Start of Block

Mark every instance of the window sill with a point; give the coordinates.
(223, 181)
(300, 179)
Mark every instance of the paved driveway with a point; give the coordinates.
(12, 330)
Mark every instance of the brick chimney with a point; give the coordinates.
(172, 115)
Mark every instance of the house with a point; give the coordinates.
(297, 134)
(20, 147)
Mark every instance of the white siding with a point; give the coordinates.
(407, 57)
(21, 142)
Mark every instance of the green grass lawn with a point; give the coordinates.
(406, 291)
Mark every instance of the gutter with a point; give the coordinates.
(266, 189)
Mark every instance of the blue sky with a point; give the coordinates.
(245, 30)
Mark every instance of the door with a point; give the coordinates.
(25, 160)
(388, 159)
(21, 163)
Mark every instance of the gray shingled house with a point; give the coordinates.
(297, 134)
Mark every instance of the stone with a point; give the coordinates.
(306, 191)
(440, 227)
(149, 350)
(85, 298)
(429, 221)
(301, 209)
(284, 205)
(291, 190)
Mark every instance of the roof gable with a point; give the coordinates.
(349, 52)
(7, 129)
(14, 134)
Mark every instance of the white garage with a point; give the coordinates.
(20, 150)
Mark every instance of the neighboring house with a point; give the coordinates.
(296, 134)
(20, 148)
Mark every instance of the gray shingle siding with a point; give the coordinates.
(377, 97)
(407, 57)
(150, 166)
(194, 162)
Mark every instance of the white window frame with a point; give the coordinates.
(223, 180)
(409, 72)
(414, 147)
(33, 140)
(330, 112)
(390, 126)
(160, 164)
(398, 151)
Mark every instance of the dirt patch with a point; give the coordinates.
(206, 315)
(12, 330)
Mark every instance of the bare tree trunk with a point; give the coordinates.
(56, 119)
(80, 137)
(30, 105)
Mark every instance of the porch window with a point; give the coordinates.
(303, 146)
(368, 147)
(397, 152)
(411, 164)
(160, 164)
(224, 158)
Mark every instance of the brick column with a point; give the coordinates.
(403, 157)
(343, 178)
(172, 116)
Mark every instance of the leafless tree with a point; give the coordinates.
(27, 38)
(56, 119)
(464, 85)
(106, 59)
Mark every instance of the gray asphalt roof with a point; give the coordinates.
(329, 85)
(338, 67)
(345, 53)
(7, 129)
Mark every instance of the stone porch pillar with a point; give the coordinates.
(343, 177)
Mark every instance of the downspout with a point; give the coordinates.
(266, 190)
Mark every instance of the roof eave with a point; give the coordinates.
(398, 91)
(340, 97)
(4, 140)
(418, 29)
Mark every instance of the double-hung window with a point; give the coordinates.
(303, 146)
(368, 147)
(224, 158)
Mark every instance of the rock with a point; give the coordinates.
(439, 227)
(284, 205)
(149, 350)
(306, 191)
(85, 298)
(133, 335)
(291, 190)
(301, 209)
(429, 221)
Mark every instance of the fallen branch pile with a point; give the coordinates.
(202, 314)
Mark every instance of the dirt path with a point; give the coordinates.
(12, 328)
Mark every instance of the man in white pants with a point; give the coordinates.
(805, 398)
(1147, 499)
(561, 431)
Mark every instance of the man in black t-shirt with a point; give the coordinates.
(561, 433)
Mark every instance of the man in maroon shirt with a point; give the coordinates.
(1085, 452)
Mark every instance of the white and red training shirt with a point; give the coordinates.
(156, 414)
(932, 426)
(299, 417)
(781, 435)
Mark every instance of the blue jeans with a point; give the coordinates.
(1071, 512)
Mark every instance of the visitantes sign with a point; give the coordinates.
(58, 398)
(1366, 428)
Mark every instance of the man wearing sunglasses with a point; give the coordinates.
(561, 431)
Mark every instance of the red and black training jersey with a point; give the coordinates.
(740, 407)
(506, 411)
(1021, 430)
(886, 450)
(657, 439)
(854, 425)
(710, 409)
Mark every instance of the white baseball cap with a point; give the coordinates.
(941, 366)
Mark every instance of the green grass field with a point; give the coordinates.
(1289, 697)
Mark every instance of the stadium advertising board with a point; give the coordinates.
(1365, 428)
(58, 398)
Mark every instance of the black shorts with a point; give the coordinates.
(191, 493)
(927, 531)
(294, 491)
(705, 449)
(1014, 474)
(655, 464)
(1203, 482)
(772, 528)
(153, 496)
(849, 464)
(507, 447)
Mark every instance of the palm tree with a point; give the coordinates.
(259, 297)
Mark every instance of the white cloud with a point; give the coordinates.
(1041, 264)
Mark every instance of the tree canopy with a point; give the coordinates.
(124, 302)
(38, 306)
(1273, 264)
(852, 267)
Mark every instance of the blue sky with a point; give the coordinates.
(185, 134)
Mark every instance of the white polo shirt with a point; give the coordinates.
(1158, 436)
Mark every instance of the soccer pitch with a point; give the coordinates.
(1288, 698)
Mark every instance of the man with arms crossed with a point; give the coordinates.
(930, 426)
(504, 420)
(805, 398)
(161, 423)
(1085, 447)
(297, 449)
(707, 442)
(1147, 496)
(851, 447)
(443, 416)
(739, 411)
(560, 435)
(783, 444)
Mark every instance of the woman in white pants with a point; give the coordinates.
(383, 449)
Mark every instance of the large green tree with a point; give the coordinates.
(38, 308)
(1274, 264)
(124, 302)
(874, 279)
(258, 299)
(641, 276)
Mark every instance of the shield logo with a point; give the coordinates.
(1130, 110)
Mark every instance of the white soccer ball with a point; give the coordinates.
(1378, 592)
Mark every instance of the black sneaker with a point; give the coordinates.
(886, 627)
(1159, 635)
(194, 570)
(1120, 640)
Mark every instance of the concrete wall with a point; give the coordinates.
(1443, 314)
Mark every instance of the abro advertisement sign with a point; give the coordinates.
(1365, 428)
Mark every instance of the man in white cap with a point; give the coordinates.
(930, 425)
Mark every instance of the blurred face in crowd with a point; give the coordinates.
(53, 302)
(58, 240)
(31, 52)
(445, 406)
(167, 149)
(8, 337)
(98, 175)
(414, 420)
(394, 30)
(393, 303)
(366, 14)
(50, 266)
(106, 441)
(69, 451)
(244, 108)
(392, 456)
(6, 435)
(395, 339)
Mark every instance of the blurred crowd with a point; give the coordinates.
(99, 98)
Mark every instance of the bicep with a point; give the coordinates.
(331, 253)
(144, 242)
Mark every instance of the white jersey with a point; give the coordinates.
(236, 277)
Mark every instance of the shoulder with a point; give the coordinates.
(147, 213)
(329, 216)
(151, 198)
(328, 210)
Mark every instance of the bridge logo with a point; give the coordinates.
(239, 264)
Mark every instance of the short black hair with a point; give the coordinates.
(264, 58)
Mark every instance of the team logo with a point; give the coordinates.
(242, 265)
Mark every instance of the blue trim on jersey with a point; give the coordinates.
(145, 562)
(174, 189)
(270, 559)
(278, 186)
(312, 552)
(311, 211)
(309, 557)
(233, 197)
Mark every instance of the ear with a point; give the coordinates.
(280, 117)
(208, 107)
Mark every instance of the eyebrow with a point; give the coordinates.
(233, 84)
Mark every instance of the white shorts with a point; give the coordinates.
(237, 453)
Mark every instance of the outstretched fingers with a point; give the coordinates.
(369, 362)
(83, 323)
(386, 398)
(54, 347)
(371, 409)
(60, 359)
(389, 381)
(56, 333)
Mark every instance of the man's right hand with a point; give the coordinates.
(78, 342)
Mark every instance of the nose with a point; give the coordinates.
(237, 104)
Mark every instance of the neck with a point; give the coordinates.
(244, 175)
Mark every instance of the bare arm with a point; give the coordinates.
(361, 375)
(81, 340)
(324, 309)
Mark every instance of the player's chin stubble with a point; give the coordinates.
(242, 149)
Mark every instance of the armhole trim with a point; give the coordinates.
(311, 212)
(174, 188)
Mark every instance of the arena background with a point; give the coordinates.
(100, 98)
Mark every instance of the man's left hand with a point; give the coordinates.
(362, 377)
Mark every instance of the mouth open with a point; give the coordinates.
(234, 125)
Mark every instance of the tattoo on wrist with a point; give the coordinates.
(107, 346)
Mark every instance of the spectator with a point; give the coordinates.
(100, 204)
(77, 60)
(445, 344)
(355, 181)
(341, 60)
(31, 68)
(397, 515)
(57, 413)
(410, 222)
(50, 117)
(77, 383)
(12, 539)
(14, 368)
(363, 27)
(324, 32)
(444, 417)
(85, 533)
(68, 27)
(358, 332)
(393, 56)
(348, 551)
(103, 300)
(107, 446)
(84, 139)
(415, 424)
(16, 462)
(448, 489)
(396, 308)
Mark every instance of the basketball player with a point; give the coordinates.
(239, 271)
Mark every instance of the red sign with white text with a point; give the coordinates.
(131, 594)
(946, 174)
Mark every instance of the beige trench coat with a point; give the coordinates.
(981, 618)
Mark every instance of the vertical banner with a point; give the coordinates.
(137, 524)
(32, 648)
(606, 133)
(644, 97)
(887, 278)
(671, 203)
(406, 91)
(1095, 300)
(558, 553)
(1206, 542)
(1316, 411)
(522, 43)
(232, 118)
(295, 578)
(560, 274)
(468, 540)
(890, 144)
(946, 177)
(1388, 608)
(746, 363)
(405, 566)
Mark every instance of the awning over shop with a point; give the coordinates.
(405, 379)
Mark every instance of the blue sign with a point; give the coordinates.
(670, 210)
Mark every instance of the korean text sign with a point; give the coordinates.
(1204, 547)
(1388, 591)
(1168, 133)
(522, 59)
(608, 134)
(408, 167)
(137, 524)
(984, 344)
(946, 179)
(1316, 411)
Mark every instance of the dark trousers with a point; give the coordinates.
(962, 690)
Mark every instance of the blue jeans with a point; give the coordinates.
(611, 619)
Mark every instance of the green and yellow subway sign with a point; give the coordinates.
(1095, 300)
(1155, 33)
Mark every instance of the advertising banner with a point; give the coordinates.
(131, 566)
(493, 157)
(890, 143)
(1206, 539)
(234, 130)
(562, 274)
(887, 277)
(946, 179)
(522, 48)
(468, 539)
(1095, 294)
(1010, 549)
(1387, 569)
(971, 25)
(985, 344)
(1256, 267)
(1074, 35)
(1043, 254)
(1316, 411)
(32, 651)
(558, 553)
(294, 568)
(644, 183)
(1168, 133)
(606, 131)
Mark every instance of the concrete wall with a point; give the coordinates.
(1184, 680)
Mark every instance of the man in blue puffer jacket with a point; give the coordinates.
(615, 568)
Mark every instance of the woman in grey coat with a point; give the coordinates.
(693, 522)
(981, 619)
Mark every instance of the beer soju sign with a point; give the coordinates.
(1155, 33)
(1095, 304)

End of Block

§ WORK TO BE COMPLETED
Copy, without any change, the lines from the one that contains "Mark every instance of the blue sign" to the final line of the entries above.

§ RESPONSE TO THE TASK
Mark every instance of the blue sign with a point; give the coordinates.
(670, 210)
Mark every instance of the korean text sign with a point; give the coordinates.
(1204, 547)
(1388, 591)
(1168, 133)
(522, 59)
(608, 134)
(408, 167)
(137, 524)
(984, 344)
(946, 179)
(1316, 411)
Mark every instance of the dark trousers with a point; give the coordinates.
(962, 690)
Mark every instance of the blue jeans with a point; give the coordinates.
(611, 619)
Mark every instance of the green and yellow subway sign with a point; give the coordinates.
(1095, 300)
(1155, 33)
Mark every instance of the advertising banner with a point; give the coordinates.
(131, 566)
(493, 157)
(890, 143)
(1206, 539)
(234, 130)
(562, 274)
(887, 277)
(946, 179)
(522, 48)
(468, 539)
(1095, 294)
(1010, 549)
(1387, 569)
(971, 25)
(985, 344)
(1256, 267)
(1074, 35)
(1043, 254)
(1316, 411)
(32, 651)
(558, 553)
(294, 568)
(644, 183)
(1168, 133)
(606, 131)
Mark every instance of the concrete wall with a point; give the coordinates.
(1184, 680)
Mark every instance of the man in blue puffer jacket with a point; give the coordinates.
(615, 568)
Mark every instance of the woman in grey coat with a point; give the coordinates.
(693, 522)
(981, 619)
Mark every instance of the beer soju sign with a point; give the coordinates.
(1155, 33)
(1095, 304)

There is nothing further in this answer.